WHAT THE TASK REQUIRES
In the records below, copy the line that contains "Guideline: for every instance of the blue sky, the" and each line after it, word for word, through the last.
(PROVIDED RECORDS begins)
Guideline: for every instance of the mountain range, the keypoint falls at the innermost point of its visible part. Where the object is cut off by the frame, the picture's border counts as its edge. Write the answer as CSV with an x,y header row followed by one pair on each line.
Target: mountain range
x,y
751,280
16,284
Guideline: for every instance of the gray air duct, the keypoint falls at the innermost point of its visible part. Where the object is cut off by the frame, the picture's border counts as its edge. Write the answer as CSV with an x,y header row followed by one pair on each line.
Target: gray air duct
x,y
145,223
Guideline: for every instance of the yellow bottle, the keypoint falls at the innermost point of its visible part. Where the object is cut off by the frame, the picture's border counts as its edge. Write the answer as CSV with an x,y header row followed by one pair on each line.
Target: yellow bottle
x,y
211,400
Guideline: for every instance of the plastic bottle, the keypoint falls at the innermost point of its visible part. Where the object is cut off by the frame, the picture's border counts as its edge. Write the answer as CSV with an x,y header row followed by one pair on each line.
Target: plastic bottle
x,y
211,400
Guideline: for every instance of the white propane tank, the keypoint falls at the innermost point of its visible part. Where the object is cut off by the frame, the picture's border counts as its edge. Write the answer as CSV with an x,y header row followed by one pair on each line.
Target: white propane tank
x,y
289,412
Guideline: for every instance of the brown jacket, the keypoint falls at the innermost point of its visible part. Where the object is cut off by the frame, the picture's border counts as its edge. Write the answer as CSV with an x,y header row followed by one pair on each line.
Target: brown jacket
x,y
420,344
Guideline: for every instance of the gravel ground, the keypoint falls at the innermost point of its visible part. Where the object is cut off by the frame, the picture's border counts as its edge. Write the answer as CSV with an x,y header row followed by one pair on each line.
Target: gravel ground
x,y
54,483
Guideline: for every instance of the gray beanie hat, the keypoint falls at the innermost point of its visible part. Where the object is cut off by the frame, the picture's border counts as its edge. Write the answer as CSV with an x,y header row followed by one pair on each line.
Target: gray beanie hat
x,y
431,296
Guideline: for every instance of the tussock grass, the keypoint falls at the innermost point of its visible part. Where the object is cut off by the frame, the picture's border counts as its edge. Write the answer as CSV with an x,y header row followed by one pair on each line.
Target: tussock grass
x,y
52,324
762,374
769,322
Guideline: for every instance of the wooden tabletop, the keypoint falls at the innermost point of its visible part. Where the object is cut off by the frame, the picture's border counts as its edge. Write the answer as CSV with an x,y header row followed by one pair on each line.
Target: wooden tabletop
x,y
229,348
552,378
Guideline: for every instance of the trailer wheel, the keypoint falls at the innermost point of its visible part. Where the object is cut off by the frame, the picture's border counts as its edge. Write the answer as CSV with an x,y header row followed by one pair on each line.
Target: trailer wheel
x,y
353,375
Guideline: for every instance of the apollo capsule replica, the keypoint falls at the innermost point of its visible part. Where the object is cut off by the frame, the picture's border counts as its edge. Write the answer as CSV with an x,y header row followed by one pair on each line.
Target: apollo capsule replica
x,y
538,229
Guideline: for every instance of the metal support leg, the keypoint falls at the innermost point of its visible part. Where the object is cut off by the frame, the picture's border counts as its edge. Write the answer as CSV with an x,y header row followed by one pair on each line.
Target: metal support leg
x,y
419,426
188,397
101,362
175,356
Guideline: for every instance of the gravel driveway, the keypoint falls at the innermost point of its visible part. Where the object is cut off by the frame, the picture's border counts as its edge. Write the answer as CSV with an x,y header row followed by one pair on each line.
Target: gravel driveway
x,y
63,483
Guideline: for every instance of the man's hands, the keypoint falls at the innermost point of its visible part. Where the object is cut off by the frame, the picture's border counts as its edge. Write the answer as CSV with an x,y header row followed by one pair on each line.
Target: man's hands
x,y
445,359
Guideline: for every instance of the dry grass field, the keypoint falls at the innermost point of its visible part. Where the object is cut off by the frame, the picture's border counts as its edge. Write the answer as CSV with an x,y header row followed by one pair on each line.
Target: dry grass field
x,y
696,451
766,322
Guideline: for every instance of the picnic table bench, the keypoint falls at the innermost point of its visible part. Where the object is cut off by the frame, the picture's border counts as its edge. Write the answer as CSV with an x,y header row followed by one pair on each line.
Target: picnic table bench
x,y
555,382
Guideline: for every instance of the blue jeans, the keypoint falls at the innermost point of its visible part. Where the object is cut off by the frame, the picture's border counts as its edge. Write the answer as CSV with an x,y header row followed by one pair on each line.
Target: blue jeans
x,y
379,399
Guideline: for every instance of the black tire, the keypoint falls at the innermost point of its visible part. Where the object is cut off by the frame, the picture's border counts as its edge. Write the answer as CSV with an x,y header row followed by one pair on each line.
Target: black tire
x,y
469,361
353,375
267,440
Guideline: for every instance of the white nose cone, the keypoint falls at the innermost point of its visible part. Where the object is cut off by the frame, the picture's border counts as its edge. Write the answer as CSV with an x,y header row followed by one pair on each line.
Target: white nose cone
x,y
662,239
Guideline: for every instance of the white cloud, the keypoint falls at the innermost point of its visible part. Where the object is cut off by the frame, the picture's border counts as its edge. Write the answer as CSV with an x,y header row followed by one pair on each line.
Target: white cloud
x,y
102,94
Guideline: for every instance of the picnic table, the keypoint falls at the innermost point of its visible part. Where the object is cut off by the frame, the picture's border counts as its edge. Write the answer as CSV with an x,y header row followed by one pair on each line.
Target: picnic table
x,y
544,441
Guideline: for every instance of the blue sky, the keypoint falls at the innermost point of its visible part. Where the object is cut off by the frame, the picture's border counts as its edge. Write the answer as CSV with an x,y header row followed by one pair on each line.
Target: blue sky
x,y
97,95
(PROVIDED RECORDS ends)
OUTPUT FOR THIS EXERCISE
Guideline: for every instance of the blue sky, the keypoint falls at the innermost point of its visible part. Where the object is cut off by the frame, the picture's border counts as its edge. Write the answer as CSV with an x,y header row followed by one pair on each line.
Target: blue sky
x,y
97,95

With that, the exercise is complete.